[START OF Raw records]
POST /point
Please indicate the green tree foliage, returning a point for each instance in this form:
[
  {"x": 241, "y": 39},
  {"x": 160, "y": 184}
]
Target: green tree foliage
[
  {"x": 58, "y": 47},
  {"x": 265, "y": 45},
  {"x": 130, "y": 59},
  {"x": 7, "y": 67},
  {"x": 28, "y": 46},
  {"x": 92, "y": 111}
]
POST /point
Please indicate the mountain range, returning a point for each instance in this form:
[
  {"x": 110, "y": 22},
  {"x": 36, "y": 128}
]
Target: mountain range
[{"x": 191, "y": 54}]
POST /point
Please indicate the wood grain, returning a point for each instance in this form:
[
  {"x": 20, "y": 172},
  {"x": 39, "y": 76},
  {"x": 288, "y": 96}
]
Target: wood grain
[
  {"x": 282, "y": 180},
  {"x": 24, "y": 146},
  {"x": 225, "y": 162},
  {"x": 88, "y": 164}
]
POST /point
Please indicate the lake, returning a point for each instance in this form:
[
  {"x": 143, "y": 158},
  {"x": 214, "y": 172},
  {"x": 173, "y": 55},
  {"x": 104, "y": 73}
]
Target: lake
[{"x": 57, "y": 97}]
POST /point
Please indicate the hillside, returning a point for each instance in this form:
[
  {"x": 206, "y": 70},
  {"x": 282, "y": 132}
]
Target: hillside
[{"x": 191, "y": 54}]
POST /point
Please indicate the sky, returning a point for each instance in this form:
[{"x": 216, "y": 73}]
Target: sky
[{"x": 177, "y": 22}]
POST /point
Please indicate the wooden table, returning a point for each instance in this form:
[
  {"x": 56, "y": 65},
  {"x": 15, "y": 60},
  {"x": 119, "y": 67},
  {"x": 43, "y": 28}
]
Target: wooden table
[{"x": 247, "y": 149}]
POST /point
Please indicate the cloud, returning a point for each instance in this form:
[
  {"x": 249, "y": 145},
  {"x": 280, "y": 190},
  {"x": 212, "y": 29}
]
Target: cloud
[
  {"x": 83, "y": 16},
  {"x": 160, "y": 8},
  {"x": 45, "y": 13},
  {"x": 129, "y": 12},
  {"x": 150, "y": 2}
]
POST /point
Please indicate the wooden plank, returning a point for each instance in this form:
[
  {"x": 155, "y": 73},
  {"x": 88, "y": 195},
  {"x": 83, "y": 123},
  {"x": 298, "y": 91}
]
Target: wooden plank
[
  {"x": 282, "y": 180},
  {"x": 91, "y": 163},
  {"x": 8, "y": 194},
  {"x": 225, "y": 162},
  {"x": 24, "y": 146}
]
[END OF Raw records]
§ Task directions:
Restate the data above word for word, please.

§ Response to this exercise:
POST /point
Please indicate the green tree foliage, returning a point for each instance in this form:
[
  {"x": 241, "y": 39},
  {"x": 160, "y": 184}
]
Target: green tree foliage
[
  {"x": 58, "y": 47},
  {"x": 265, "y": 45},
  {"x": 130, "y": 59},
  {"x": 7, "y": 67},
  {"x": 28, "y": 46},
  {"x": 92, "y": 111}
]
POST /point
Please indicate the mountain range, returning a point for each instance in this form:
[
  {"x": 110, "y": 22},
  {"x": 36, "y": 128}
]
Target: mountain range
[{"x": 191, "y": 54}]
POST /point
Please indicate the wood grain, returning a point for each instance in this form:
[
  {"x": 20, "y": 172},
  {"x": 39, "y": 76},
  {"x": 288, "y": 96}
]
Target: wood grain
[
  {"x": 282, "y": 180},
  {"x": 24, "y": 146},
  {"x": 225, "y": 162},
  {"x": 88, "y": 164}
]
POST /point
Please indicate the lake, returning a point for each instance in this form:
[
  {"x": 143, "y": 158},
  {"x": 214, "y": 172},
  {"x": 173, "y": 55},
  {"x": 104, "y": 73}
]
Target: lake
[{"x": 57, "y": 97}]
POST /point
Please indicate the hillside, returning a point for each instance in this form:
[
  {"x": 206, "y": 70},
  {"x": 282, "y": 132}
]
Target: hillside
[{"x": 191, "y": 54}]
POST /point
Please indicate the sky, returning a point for each instance in this form:
[{"x": 216, "y": 73}]
Target: sky
[{"x": 177, "y": 22}]
POST /point
Please indicate the wooden table, returning a point for each instance in this form:
[
  {"x": 56, "y": 65},
  {"x": 15, "y": 60},
  {"x": 119, "y": 67},
  {"x": 43, "y": 28}
]
Target: wooden table
[{"x": 247, "y": 149}]
POST /point
Please indicate the cloud, returning a point for each instance in this form:
[
  {"x": 249, "y": 145},
  {"x": 280, "y": 190},
  {"x": 212, "y": 29}
]
Target: cloud
[
  {"x": 83, "y": 16},
  {"x": 160, "y": 8},
  {"x": 45, "y": 13},
  {"x": 129, "y": 12},
  {"x": 150, "y": 2}
]
POST /point
Please indicate the wooden plank, returning a point for each instance in this form:
[
  {"x": 155, "y": 73},
  {"x": 88, "y": 195},
  {"x": 83, "y": 123},
  {"x": 298, "y": 91}
]
Target: wooden plank
[
  {"x": 282, "y": 180},
  {"x": 91, "y": 163},
  {"x": 8, "y": 194},
  {"x": 225, "y": 162},
  {"x": 24, "y": 146}
]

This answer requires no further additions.